→ WHAT THE TASK ASKS:
Arrange the lines below as a Markdown table with two columns, Row and Line. Number each row and leave out any blank lines.

Dataset items
++++++++++

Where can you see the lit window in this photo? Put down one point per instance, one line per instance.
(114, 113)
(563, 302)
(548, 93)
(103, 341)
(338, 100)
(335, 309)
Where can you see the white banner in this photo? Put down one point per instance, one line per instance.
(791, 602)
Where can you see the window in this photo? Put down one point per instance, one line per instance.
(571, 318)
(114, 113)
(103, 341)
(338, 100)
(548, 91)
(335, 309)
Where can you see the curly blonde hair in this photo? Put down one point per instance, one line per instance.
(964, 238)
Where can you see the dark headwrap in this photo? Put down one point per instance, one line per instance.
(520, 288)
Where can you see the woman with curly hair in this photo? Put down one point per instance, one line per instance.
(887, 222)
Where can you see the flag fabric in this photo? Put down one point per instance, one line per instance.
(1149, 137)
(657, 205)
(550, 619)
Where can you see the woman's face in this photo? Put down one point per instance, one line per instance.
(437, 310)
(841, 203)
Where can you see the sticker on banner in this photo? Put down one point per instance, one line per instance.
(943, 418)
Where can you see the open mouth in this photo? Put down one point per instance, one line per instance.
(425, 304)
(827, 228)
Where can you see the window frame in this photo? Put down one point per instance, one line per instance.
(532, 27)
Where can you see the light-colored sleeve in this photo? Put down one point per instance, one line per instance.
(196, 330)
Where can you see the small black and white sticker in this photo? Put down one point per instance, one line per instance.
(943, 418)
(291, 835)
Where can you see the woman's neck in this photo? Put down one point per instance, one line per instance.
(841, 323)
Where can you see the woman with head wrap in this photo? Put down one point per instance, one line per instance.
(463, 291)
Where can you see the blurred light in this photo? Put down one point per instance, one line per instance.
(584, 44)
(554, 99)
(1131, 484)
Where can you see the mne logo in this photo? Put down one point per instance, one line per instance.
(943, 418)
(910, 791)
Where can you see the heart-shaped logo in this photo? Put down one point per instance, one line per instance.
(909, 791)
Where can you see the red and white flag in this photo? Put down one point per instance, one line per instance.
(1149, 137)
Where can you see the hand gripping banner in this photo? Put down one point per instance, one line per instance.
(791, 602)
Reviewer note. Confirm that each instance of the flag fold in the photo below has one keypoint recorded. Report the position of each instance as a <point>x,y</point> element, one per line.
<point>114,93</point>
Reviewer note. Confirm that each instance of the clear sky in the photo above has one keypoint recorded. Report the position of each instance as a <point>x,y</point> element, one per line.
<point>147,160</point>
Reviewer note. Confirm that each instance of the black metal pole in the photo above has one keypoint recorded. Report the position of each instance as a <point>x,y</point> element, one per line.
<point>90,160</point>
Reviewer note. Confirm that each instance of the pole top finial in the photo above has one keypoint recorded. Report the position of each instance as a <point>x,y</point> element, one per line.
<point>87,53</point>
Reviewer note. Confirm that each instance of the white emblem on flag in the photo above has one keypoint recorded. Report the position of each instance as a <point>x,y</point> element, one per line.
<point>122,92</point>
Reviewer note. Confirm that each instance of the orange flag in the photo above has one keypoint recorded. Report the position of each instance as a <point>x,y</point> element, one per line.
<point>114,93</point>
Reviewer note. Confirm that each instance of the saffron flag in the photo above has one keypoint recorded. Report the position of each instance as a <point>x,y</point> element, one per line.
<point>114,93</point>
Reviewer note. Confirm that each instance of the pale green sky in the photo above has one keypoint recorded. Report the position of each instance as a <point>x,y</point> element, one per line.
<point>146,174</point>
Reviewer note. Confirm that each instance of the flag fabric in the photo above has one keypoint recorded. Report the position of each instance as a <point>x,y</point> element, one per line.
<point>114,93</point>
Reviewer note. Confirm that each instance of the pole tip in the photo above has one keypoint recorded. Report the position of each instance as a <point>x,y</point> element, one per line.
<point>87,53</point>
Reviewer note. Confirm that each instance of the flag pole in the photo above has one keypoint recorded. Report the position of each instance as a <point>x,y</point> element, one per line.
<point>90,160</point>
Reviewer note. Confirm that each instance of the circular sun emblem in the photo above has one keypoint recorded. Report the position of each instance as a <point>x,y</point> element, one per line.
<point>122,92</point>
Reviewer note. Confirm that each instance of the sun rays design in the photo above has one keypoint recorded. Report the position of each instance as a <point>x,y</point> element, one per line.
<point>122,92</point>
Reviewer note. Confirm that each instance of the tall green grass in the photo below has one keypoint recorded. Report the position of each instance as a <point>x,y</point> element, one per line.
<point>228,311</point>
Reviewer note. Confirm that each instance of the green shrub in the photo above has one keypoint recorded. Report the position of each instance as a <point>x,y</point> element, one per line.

++++++++++

→ RESULT OF THE TASK:
| Row | Line |
|---|---|
| 1 | Where can you see the lit window in this photo? Put down one point per instance, one line per instance. |
| 2 | (114, 113) |
| 3 | (563, 302) |
| 4 | (548, 93) |
| 5 | (103, 341) |
| 6 | (338, 100) |
| 7 | (335, 309) |
| 8 | Where can you see the white banner in this photo? Put down one point per instance, one line per instance. |
| 9 | (791, 602) |
| 10 | Where can you see the window in this photo? Put down one point per instance, one line per instance. |
| 11 | (571, 318) |
| 12 | (114, 113) |
| 13 | (103, 341) |
| 14 | (338, 100) |
| 15 | (548, 91) |
| 16 | (335, 309) |
| 17 | Where can you see the curly blonde hair in this photo? Put down one point per instance, one line per instance. |
| 18 | (964, 238) |
| 19 | Where can you see the dark headwrap in this photo? Put down one point per instance, one line per instance. |
| 20 | (520, 288) |
| 21 | Where can you see the woman with curly hair in this photo? Put down one point per instance, one line per instance. |
| 22 | (887, 222) |
| 23 | Where can you see the flag fabric in this photo? Put down one point per instance, one line per instance. |
| 24 | (1149, 137) |
| 25 | (657, 205) |
| 26 | (550, 619) |
| 27 | Where can you see the woman's face in this photo? Put down one point per instance, one line per instance. |
| 28 | (437, 310) |
| 29 | (841, 203) |
| 30 | Where can you see the sticker on banner in this photo? Put down one point per instance, one line per instance. |
| 31 | (943, 418) |
| 32 | Where can you see the open mouth in this photo? Put down one point per instance, one line per instance. |
| 33 | (425, 304) |
| 34 | (827, 228) |
| 35 | Where can you see the window frame in this photo? Put down one point per instance, one line per instance. |
| 36 | (532, 27) |
| 37 | Where can you see the light-colored sleeve in this photo? Put down one point per instance, one line per instance. |
| 38 | (196, 330) |
| 39 | Where can you see the small black and white sticker in this photo? Put down one point per instance, one line per instance. |
| 40 | (943, 418) |
| 41 | (291, 835) |
| 42 | Where can you see the woman's neck in this photo? Put down one point per instance, one line per instance. |
| 43 | (841, 323) |
| 44 | Where can you see the woman with head wrap in this photo? Put down one point per instance, one line per instance. |
| 45 | (463, 291) |
| 46 | Where can you see the blurred light in this photo? Put down one point per instance, one line per instance. |
| 47 | (584, 44) |
| 48 | (554, 99) |
| 49 | (1131, 484) |
| 50 | Where can you see the mne logo in this photo? Put down one point per instance, one line per instance. |
| 51 | (943, 418) |
| 52 | (910, 791) |
| 53 | Where can you see the heart-shaped logo in this photo? Put down one point per instance, one line per instance. |
| 54 | (909, 791) |
| 55 | Where can you see the red and white flag in this photo? Put down one point per instance, one line per instance. |
| 56 | (1149, 137) |
| 57 | Where can you see the hand gripping banner in this photo? Put down one point per instance, one line per instance. |
| 58 | (791, 602) |
| 59 | Reviewer note. Confirm that each instance of the flag fold in the photo below has one keypoint recorded. Report the position of each instance as a <point>x,y</point> element, one per line. |
| 60 | <point>114,93</point> |
| 61 | Reviewer note. Confirm that each instance of the clear sky in the photo above has one keypoint recorded. Report the position of each instance as a <point>x,y</point> element, one per line. |
| 62 | <point>147,160</point> |
| 63 | Reviewer note. Confirm that each instance of the black metal pole in the photo above has one keypoint recorded. Report the position of each instance as a <point>x,y</point> element, one per line. |
| 64 | <point>90,160</point> |
| 65 | Reviewer note. Confirm that each instance of the pole top finial in the photo above has one keypoint recorded. Report the position of each instance as a <point>x,y</point> element, one per line. |
| 66 | <point>87,53</point> |
| 67 | Reviewer note. Confirm that each instance of the white emblem on flag in the photo above has one keypoint recorded. Report the position of each instance as a <point>x,y</point> element, one per line. |
| 68 | <point>122,92</point> |
| 69 | Reviewer note. Confirm that each instance of the orange flag in the photo above has one keypoint recorded. Report the position of each instance as a <point>x,y</point> element, one per line. |
| 70 | <point>114,93</point> |
| 71 | Reviewer note. Confirm that each instance of the saffron flag in the photo above has one keypoint recorded. Report the position of each instance as a <point>x,y</point> element, one per line. |
| 72 | <point>114,93</point> |
| 73 | Reviewer note. Confirm that each instance of the pale green sky in the photo above has one keypoint recorded. Report the position of each instance as a <point>x,y</point> element, one per line. |
| 74 | <point>146,174</point> |
| 75 | Reviewer note. Confirm that each instance of the flag fabric in the photo above has one keypoint recorded. Report the position of each instance as a <point>x,y</point> element, one per line. |
| 76 | <point>114,93</point> |
| 77 | Reviewer note. Confirm that each instance of the pole tip in the photo above has one keypoint recorded. Report the position of each instance as a <point>x,y</point> element, one per line. |
| 78 | <point>87,53</point> |
| 79 | Reviewer note. Confirm that each instance of the flag pole in the photo above has one keypoint recorded. Report the position of each instance as a <point>x,y</point> element, one per line. |
| 80 | <point>90,160</point> |
| 81 | Reviewer note. Confirm that each instance of the circular sun emblem in the photo above has one keypoint recorded. Report the position of each instance as a <point>x,y</point> element, one per line. |
| 82 | <point>122,92</point> |
| 83 | Reviewer note. Confirm that each instance of the sun rays design in the photo above has one keypoint recorded. Report the position of each instance as a <point>x,y</point> element, one per line. |
| 84 | <point>122,92</point> |
| 85 | Reviewer note. Confirm that each instance of the tall green grass in the photo below has one keypoint recorded. Report the position of each instance as a <point>x,y</point> element, one per line. |
| 86 | <point>228,311</point> |
| 87 | Reviewer note. Confirm that each instance of the green shrub in the photo above has one keypoint recorded. Report the position of each instance as a <point>x,y</point> element, one per line. |